§ **YOUR ASSIGNMENT**:
Could you filter the records below and return each line that holds "person"?

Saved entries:
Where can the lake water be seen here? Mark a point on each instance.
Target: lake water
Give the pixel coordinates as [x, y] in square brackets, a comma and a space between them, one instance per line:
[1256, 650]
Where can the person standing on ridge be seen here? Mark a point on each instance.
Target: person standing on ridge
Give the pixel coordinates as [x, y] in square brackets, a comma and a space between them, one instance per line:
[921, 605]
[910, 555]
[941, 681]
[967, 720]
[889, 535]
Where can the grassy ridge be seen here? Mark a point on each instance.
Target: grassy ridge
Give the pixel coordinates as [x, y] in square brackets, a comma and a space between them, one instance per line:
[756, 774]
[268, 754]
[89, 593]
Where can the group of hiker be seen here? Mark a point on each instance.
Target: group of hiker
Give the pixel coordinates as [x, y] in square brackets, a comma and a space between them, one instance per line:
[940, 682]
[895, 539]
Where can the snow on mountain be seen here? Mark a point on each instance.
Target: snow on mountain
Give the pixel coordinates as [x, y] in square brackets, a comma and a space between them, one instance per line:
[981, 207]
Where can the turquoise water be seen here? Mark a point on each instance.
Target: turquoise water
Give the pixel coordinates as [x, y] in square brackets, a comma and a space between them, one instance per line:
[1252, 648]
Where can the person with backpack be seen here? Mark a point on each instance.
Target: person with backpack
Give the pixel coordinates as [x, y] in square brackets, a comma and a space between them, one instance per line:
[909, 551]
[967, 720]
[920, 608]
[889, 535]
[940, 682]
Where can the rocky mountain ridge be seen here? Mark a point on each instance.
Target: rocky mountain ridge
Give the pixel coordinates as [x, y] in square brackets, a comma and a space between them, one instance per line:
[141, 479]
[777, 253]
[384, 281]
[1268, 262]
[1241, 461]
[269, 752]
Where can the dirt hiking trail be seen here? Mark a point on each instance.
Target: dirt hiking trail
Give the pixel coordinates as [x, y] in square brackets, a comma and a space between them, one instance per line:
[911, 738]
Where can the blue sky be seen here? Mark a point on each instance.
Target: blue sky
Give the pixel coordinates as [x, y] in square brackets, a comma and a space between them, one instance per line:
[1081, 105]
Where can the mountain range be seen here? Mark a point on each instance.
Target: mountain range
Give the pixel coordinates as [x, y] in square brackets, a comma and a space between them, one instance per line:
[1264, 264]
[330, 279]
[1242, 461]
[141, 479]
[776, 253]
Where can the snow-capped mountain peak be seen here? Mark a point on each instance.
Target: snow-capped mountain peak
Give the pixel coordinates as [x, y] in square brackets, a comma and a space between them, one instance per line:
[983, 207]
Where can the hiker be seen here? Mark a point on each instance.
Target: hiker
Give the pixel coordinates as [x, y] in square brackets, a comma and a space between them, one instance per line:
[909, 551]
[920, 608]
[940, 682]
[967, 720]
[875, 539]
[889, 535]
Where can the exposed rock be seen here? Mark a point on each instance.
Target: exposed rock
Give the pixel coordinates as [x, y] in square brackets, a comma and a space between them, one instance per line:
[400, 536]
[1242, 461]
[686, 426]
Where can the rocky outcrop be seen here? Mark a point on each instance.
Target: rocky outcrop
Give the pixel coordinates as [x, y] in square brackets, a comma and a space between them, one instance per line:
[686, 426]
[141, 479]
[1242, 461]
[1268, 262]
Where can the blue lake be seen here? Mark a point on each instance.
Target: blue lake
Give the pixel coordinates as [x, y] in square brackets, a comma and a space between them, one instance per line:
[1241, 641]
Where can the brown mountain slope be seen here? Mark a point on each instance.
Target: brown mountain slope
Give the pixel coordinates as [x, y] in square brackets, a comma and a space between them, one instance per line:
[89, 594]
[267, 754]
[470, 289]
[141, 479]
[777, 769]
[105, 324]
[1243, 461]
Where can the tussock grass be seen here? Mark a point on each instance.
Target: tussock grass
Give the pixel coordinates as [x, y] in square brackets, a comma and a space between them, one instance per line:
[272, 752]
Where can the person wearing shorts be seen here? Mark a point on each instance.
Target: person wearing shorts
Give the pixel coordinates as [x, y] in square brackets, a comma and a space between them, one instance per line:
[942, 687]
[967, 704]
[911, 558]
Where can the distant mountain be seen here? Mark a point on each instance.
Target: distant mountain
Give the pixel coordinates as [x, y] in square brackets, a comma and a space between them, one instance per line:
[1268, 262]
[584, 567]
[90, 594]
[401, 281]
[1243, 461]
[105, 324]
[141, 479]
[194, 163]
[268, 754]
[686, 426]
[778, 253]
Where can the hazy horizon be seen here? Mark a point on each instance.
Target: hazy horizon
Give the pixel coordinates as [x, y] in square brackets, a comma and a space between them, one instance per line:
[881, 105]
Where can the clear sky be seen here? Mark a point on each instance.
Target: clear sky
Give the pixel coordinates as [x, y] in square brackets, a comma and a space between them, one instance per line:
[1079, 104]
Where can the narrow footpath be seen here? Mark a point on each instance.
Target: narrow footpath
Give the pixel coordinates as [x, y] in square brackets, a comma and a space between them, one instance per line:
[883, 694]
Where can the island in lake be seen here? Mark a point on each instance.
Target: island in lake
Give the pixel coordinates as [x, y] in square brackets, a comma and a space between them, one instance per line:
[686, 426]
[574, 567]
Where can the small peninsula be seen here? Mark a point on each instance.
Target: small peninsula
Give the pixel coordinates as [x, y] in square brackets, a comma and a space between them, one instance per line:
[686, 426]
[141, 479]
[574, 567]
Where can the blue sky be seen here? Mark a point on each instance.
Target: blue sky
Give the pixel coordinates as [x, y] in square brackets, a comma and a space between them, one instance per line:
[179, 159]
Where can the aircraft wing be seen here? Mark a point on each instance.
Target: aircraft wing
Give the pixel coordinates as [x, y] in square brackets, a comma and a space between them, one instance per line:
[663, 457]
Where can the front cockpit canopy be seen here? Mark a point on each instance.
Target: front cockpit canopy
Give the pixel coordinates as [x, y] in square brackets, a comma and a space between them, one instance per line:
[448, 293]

§ **SOLUTION TO THE EXERCISE**:
Where can the person standing on ridge be seen here? Mark a point on each instance.
Target: person standing on ridge
Where can the person with backpack be seen here? Mark a point on each instance.
Target: person with backpack
Where can the person wearing shorts be seen here? Mark a point on each instance.
Target: person wearing shorts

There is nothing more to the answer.